Japan Needs Paradigm Shift for the State

Masahiko AOKI (President, Research Institute for Economy, Trade and Industry, and Professor, Stanford University


Institutional Change Since 1993

Prof. Masahiko AokiFuture historians will probably regard the period around 1993 as the beginning of an era of institutional change in Japan. That was when the bursting of the bubble was recognized widely and the LDP's one party rule came to an end. Since then, we have been witnessing some shake-ups in various social customs and contracts, which had been taken for granted before.

However, one might ask why we are not really feeling about a change in Japan's institution as a whole. My answer would be that the "framework of the nation" (the state), that consists of relationships among politicians, people and bureaucracy, still remains the same after all these years. Those relationships must be thoroughly reformed in order to facilitate various innovative efforts in the private sector and to develop a model for revitalizing Japan.


Problem with Fiscal Policy

Public finance forms the basis for any state, where the state is a framework for controlling government's discretionary power for provision of public services and taxation to finance them. In Japan, such a framework itself seems to be in question.

It is often said that, although the economy is stagnant, Japanese households still own financial assets as much as 1,400 trillion yen. Actually, however, its net value would be only half that amount if total government debt was subtracted from households' financial assets. Furthermore, most of the government debt should be repaid by our future generations and, therefore, we are facing a serious issue of intergenerational distribution.

While the adoption of a stimulus fiscal policy without regard for our future generations would be the old generation's egoism, we could not solve our problems by just crying for administrative restructuring or restrictions on the issuance of government bonds. The question is: what kind of arrangement enables citizens (taxpayers) to monitor the efficacy and fairness of government's activities.


Current Mechanism of Public Spending

First, let us look at the decision-making mechanism for public expenditures. Currently, it is based on intensive ex-ante evaluation of budget proposals by the Tax Bureau of the Ministry of Treasure and execution of approved budget within a current fiscal year. However, it is becoming more and more difficult to sustain such a mechanism, as the world is changing faster and becoming increasingly more complex.

Budget officers, however competent and neutral, find it difficult to inspect detailed budgetary demands by various ministries in an ex-ante, zero-base fashion. Therefore, they tend to settle the matter by negotiating with representative officers from various ministries over incremental changes in their routine budgetary items.

As a result, a representative officer's career prospect in his ministry is enhanced in accordance with his performance to bring about increases rather than savings in the budget for the ministry. On the other hand, it takes several years of lengthy negotiations and a period of preliminary expenditure for a brand new item to be admitted in the final budget. In other words, there is strong inertia built into the current mechanism for an expansion and rigidity of public spending.

Entries shown:
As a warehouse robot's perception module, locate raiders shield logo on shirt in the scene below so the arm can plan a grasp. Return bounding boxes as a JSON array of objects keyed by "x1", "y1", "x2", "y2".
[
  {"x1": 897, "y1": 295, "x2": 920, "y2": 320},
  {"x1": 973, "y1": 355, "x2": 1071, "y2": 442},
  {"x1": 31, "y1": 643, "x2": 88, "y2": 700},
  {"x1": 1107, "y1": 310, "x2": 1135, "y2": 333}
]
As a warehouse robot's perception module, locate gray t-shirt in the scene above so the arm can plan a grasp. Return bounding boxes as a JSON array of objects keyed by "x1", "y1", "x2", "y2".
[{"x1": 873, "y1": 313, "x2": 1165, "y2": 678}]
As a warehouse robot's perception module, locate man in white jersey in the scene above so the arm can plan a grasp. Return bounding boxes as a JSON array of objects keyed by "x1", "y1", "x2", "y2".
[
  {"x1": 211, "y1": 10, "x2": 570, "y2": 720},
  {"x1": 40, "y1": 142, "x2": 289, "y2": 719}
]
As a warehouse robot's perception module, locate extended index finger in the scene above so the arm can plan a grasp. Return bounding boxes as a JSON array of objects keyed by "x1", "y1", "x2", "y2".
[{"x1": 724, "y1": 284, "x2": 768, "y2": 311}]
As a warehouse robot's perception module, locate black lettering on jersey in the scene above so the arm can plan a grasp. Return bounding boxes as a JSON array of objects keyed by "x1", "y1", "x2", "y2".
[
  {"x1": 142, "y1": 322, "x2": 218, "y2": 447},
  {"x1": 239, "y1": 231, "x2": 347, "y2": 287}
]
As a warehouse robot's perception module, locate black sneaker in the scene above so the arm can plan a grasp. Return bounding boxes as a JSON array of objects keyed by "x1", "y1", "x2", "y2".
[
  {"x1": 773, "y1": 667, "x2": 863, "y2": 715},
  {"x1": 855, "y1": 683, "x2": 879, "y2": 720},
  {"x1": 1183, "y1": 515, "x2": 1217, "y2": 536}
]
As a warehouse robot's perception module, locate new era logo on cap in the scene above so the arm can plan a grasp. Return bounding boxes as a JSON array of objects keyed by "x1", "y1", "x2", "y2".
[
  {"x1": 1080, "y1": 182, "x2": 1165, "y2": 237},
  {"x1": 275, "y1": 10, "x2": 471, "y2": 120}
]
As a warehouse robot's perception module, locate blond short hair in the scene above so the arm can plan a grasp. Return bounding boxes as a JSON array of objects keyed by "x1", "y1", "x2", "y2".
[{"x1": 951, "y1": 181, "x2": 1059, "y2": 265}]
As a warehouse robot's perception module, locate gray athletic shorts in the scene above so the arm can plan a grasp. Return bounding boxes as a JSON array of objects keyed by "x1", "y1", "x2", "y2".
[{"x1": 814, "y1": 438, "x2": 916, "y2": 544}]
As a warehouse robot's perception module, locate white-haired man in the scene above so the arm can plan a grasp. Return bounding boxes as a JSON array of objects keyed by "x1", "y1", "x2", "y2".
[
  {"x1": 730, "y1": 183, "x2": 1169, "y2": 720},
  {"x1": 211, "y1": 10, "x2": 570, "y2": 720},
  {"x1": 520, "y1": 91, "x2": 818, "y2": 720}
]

Problems:
[a] In the listing, reproduce word for word the lines from the one containing "As a warehouse robot's perception module, locate gray athletic" through the end of the listing.
[b] Pick up the essay on reforming Japan's state and public spending after its final sentence and write the next part.
The essay and the listing have no connection to each other.

Responses by task:
[a]
As a warehouse robot's perception module, locate gray athletic shorts in the scene above so the arm can plan a grasp. Return bounding boxes as a JSON array of objects keyed by "x1", "y1", "x2", "y2".
[{"x1": 814, "y1": 438, "x2": 916, "y2": 544}]
As a warehouse robot's perception module, locate white-haired man in the scene above so the arm can plan a grasp. Return bounding boxes as a JSON array of objects keyed by "x1", "y1", "x2", "y2".
[
  {"x1": 730, "y1": 183, "x2": 1169, "y2": 720},
  {"x1": 211, "y1": 10, "x2": 570, "y2": 720},
  {"x1": 520, "y1": 91, "x2": 818, "y2": 720}
]

[b]
Proposal for Reform in Public Finance

What we need here is a paradigm shift from ex-ante evaluation to ex-post assessment of public expenditures.  For example, the following mechanism might be implemented. The Council for Economic and Fiscal Policy should set up a basic guideline for functional allocations of public expenditure according to the policy priorities determined by the Cabinet. Then, the Ministry of Finance should follow such a guideline to formulate a draft for budge allocations for various ministries, and submit it to the Diet for parliamentary scrutiny and decision. Based on such a decision, each ministry formulates its own budget in more concrete terms, but its actual expenditure could go beyond a current fiscal year for effective fine-tuning. And the Ministry of Finance, with the help of specialists in various fields, should rigorously assess the effects of each ministry's expenditure ex post, and report to the Diet.

The feedback mechanism of such an ex-post assessment system should help control the wasteful spending by various ministries, while politicians could shed their old-fashioned image as intermediaries for delivering rents to various interests groups by participating in more fundamental policy discussions in the budgetary process.


Reform in Taxation

Second, we need to reform the system of taxation. Japan's tax system has become an extremely complex and incomprehensible mesh of various tax codes in the name of neutrality and specialty in tax law stipulation. There seems to be increasing criticism against the exclusive and autocratic nature of the LDP's Tax Council. Given the rigidity of the tax system, the government has almost exclusively used fiscal spending measures in an attempt to stimulate the economy, but it has become clear that the multiplier effect of public spending on job creation is not very large. Instead, we should adopt such tax measures as a reduction in neutral corporate taxes to stimulate business investment and new employment. This kind of paradigm shift would also require the exercise of leadership by the Cabinet. Politicians' expertise on taxation should be utilized through a more transparent process of policy making in the Cabinet or the Diet than it has been in the past.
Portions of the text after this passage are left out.